__Brief__:
Copy the listing below line for line, without changing anything.

__Extracted information__:
=-=-=-=-=

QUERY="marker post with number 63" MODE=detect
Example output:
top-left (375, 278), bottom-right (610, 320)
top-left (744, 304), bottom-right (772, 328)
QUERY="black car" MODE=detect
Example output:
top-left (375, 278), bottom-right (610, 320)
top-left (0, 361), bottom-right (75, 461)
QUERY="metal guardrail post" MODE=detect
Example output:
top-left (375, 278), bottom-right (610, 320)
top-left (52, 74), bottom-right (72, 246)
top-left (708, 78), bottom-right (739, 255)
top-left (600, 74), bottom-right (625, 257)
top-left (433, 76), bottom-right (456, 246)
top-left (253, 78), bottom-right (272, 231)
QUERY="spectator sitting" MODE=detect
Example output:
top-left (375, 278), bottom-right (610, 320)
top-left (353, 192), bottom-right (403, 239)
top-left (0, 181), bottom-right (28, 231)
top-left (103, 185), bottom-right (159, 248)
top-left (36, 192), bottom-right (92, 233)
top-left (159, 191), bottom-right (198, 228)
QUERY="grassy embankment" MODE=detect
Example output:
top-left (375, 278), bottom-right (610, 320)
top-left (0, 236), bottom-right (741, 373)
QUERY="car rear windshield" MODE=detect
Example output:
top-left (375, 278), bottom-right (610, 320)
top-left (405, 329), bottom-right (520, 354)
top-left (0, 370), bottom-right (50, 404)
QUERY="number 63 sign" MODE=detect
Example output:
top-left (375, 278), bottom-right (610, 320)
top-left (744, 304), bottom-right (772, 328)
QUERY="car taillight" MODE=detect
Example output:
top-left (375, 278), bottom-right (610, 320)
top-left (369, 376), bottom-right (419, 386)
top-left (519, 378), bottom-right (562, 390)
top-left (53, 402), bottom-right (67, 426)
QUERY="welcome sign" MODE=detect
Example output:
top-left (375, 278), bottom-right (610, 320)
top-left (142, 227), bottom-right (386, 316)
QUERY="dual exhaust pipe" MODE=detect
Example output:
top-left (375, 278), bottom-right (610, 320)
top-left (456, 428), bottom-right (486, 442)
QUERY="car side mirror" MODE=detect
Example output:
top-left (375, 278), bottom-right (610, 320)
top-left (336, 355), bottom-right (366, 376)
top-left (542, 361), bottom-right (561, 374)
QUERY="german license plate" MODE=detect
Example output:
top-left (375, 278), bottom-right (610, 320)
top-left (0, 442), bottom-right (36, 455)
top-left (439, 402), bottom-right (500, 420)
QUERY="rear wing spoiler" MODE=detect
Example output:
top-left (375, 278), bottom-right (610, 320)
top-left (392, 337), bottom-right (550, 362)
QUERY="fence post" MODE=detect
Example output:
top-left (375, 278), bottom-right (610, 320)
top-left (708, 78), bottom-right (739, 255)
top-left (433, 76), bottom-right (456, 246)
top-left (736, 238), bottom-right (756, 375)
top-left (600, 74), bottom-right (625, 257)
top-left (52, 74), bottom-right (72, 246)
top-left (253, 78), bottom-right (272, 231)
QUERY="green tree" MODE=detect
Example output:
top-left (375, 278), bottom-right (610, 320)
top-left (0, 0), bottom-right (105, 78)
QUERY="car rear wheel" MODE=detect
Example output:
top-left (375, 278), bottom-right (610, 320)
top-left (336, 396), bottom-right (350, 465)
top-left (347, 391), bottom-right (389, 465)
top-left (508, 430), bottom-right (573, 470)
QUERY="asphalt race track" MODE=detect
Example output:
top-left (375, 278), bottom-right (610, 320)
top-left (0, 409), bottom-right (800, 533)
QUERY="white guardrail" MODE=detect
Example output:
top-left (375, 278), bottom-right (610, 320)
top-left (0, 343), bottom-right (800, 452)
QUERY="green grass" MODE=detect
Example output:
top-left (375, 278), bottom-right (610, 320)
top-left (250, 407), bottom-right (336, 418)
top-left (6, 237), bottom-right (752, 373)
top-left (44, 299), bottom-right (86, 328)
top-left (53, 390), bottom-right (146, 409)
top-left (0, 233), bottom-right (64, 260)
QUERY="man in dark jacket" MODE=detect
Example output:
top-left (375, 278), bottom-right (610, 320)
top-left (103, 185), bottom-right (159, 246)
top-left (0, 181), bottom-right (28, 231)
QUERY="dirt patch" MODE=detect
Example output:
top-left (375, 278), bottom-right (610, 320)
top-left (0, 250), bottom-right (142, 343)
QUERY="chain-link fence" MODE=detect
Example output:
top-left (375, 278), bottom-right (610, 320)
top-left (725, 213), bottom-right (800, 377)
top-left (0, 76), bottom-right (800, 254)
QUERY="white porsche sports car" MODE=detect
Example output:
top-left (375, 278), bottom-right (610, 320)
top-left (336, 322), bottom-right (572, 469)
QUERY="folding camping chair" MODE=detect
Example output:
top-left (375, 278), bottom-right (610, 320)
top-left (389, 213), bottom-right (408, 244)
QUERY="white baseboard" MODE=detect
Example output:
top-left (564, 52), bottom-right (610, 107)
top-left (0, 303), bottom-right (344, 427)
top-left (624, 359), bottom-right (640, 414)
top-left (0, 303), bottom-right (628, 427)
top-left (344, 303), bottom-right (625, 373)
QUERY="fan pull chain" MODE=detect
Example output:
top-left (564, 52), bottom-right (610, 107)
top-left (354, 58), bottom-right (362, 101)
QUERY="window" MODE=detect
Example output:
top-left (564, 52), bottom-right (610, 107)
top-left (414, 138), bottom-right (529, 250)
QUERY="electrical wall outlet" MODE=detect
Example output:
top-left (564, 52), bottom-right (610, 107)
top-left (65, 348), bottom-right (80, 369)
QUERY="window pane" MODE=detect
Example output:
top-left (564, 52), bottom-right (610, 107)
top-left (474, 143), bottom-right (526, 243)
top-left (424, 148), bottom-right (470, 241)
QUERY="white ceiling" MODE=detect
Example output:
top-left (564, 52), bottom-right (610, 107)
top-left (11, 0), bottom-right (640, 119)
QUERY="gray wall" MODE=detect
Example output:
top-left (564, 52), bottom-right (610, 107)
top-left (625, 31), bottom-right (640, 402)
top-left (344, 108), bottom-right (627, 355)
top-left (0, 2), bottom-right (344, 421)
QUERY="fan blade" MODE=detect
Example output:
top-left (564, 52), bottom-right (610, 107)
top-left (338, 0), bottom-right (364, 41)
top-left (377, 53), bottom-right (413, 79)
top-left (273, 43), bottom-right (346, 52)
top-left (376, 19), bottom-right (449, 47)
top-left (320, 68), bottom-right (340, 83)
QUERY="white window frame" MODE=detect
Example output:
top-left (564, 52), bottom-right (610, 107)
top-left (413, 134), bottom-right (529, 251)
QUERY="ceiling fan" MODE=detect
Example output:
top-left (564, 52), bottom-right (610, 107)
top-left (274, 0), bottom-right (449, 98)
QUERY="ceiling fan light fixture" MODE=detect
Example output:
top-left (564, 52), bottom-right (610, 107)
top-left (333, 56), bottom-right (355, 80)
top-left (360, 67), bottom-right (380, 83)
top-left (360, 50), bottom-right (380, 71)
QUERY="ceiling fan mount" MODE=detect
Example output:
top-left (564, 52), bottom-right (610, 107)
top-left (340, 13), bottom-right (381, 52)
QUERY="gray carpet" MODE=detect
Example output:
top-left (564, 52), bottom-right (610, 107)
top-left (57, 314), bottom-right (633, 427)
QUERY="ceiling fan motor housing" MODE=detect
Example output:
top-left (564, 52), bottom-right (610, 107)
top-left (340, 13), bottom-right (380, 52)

=-=-=-=-=

__Result below__:
QUERY="marker post with number 63" MODE=detect
Example output:
top-left (375, 278), bottom-right (610, 320)
top-left (744, 304), bottom-right (772, 328)
QUERY="black car" MODE=detect
Example output:
top-left (375, 278), bottom-right (610, 320)
top-left (0, 361), bottom-right (75, 461)
QUERY="metal guardrail post" MODE=detect
Example output:
top-left (375, 278), bottom-right (610, 320)
top-left (52, 74), bottom-right (72, 246)
top-left (708, 78), bottom-right (739, 255)
top-left (600, 74), bottom-right (625, 257)
top-left (433, 76), bottom-right (456, 246)
top-left (253, 78), bottom-right (272, 231)
QUERY="spectator sitting" MODE=detect
Example output:
top-left (375, 278), bottom-right (610, 320)
top-left (353, 192), bottom-right (403, 239)
top-left (0, 181), bottom-right (28, 231)
top-left (103, 185), bottom-right (159, 248)
top-left (36, 192), bottom-right (92, 233)
top-left (159, 191), bottom-right (198, 228)
QUERY="grassy embankment" MODE=detect
Example output:
top-left (375, 278), bottom-right (610, 320)
top-left (0, 236), bottom-right (741, 373)
QUERY="car rear windshield" MODE=detect
Example output:
top-left (375, 278), bottom-right (610, 320)
top-left (405, 329), bottom-right (520, 354)
top-left (0, 370), bottom-right (50, 404)
QUERY="number 63 sign" MODE=detect
Example output:
top-left (375, 278), bottom-right (610, 320)
top-left (744, 304), bottom-right (772, 328)
QUERY="car taillight" MODE=detect
Example output:
top-left (375, 278), bottom-right (610, 320)
top-left (369, 376), bottom-right (419, 386)
top-left (519, 378), bottom-right (562, 390)
top-left (53, 402), bottom-right (67, 426)
QUERY="welcome sign" MODE=detect
Example output:
top-left (375, 278), bottom-right (610, 320)
top-left (142, 227), bottom-right (386, 316)
QUERY="dual exhaust pipe" MODE=detect
Example output:
top-left (375, 278), bottom-right (610, 320)
top-left (456, 428), bottom-right (486, 442)
QUERY="car side mirror" MODE=detect
Example output:
top-left (375, 278), bottom-right (610, 320)
top-left (336, 355), bottom-right (366, 376)
top-left (542, 361), bottom-right (561, 374)
QUERY="german license plate" MODE=detect
Example output:
top-left (375, 278), bottom-right (610, 320)
top-left (0, 442), bottom-right (36, 455)
top-left (439, 402), bottom-right (500, 420)
QUERY="rear wing spoiler" MODE=detect
Example output:
top-left (375, 278), bottom-right (610, 320)
top-left (392, 337), bottom-right (550, 362)
QUERY="fence post" MODE=detect
Example output:
top-left (375, 278), bottom-right (610, 320)
top-left (708, 78), bottom-right (739, 255)
top-left (433, 76), bottom-right (456, 246)
top-left (736, 238), bottom-right (756, 375)
top-left (600, 74), bottom-right (625, 257)
top-left (52, 74), bottom-right (72, 246)
top-left (253, 78), bottom-right (272, 231)
QUERY="green tree" MODE=detect
Example output:
top-left (375, 278), bottom-right (610, 320)
top-left (0, 0), bottom-right (105, 78)
QUERY="car rear wheel" MODE=detect
Example output:
top-left (375, 278), bottom-right (610, 320)
top-left (336, 396), bottom-right (350, 465)
top-left (347, 391), bottom-right (389, 465)
top-left (508, 430), bottom-right (573, 470)
QUERY="asphalt race track" MODE=detect
Example output:
top-left (375, 278), bottom-right (610, 320)
top-left (0, 409), bottom-right (800, 533)
QUERY="white guardrail" MODE=detect
Example output:
top-left (375, 278), bottom-right (610, 320)
top-left (0, 343), bottom-right (800, 452)
QUERY="green grass" MODE=detect
Example output:
top-left (375, 278), bottom-right (610, 320)
top-left (250, 407), bottom-right (336, 418)
top-left (6, 237), bottom-right (752, 373)
top-left (44, 299), bottom-right (86, 328)
top-left (53, 390), bottom-right (146, 409)
top-left (0, 233), bottom-right (64, 260)
QUERY="man in dark jacket" MODE=detect
Example output:
top-left (375, 278), bottom-right (610, 320)
top-left (103, 185), bottom-right (159, 246)
top-left (0, 181), bottom-right (28, 231)
QUERY="dirt patch" MODE=detect
Example output:
top-left (375, 278), bottom-right (610, 320)
top-left (0, 250), bottom-right (142, 343)
QUERY="chain-link fence" MODE=detect
Example output:
top-left (375, 278), bottom-right (610, 320)
top-left (725, 213), bottom-right (800, 377)
top-left (0, 76), bottom-right (800, 254)
QUERY="white porsche sports car" MODE=detect
Example output:
top-left (375, 278), bottom-right (610, 320)
top-left (336, 322), bottom-right (572, 469)
QUERY="folding camping chair" MODE=detect
Example output:
top-left (375, 278), bottom-right (610, 320)
top-left (389, 213), bottom-right (408, 244)
QUERY="white baseboard" MODE=detect
Example output:
top-left (564, 52), bottom-right (610, 107)
top-left (0, 303), bottom-right (344, 427)
top-left (624, 359), bottom-right (640, 414)
top-left (0, 303), bottom-right (628, 427)
top-left (344, 303), bottom-right (625, 373)
QUERY="fan pull chain" MODE=detect
Example output:
top-left (564, 52), bottom-right (610, 107)
top-left (354, 58), bottom-right (362, 101)
QUERY="window" MODE=detect
Example output:
top-left (564, 52), bottom-right (610, 107)
top-left (414, 138), bottom-right (529, 250)
QUERY="electrical wall outlet" MODE=detect
Example output:
top-left (564, 52), bottom-right (610, 107)
top-left (65, 348), bottom-right (80, 369)
QUERY="window pane" MODE=detect
Example output:
top-left (564, 52), bottom-right (610, 107)
top-left (474, 143), bottom-right (526, 243)
top-left (424, 148), bottom-right (470, 241)
QUERY="white ceiling" MODE=detect
Example output:
top-left (564, 52), bottom-right (610, 107)
top-left (11, 0), bottom-right (640, 119)
QUERY="gray wall" MODE=detect
Example output:
top-left (564, 52), bottom-right (610, 107)
top-left (625, 31), bottom-right (640, 402)
top-left (344, 108), bottom-right (627, 355)
top-left (0, 2), bottom-right (344, 421)
QUERY="fan blade" MODE=detect
Example output:
top-left (564, 52), bottom-right (610, 107)
top-left (338, 0), bottom-right (364, 41)
top-left (377, 53), bottom-right (413, 79)
top-left (273, 43), bottom-right (346, 52)
top-left (376, 19), bottom-right (449, 47)
top-left (320, 68), bottom-right (340, 83)
QUERY="white window frame" MODE=detect
Example output:
top-left (564, 52), bottom-right (610, 107)
top-left (413, 134), bottom-right (529, 251)
QUERY="ceiling fan" MODE=detect
Example output:
top-left (564, 52), bottom-right (610, 107)
top-left (274, 0), bottom-right (449, 98)
QUERY="ceiling fan light fixture" MODE=detect
Example output:
top-left (564, 52), bottom-right (610, 107)
top-left (333, 56), bottom-right (355, 80)
top-left (360, 67), bottom-right (380, 83)
top-left (360, 50), bottom-right (380, 71)
QUERY="ceiling fan mount" MODE=detect
Example output:
top-left (564, 52), bottom-right (610, 107)
top-left (340, 13), bottom-right (381, 52)
QUERY="gray carpet" MODE=detect
Example output:
top-left (564, 52), bottom-right (610, 107)
top-left (57, 314), bottom-right (633, 427)
QUERY="ceiling fan motor housing" MODE=detect
Example output:
top-left (564, 52), bottom-right (610, 107)
top-left (340, 13), bottom-right (380, 52)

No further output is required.